** Start Records shown **
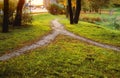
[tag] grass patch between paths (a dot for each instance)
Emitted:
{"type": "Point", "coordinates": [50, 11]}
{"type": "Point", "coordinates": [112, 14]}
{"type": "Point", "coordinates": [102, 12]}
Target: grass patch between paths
{"type": "Point", "coordinates": [64, 58]}
{"type": "Point", "coordinates": [26, 34]}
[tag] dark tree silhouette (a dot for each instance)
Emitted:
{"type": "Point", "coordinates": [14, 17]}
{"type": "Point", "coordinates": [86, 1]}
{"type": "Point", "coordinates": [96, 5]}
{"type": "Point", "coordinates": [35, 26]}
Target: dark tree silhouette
** End Records shown **
◆ **Work to be completed**
Copy out every line of the records above word for word, omitting the pictures.

◆ **Solution**
[tag] grass patch between paths (a dot for each instance)
Emitted:
{"type": "Point", "coordinates": [50, 11]}
{"type": "Point", "coordinates": [112, 14]}
{"type": "Point", "coordinates": [102, 12]}
Target: grass patch between paths
{"type": "Point", "coordinates": [64, 58]}
{"type": "Point", "coordinates": [26, 34]}
[tag] dark tree silhouette (a dot for each instance)
Emitted:
{"type": "Point", "coordinates": [14, 17]}
{"type": "Point", "coordinates": [86, 1]}
{"type": "Point", "coordinates": [96, 5]}
{"type": "Point", "coordinates": [35, 26]}
Target: dark tree silhouette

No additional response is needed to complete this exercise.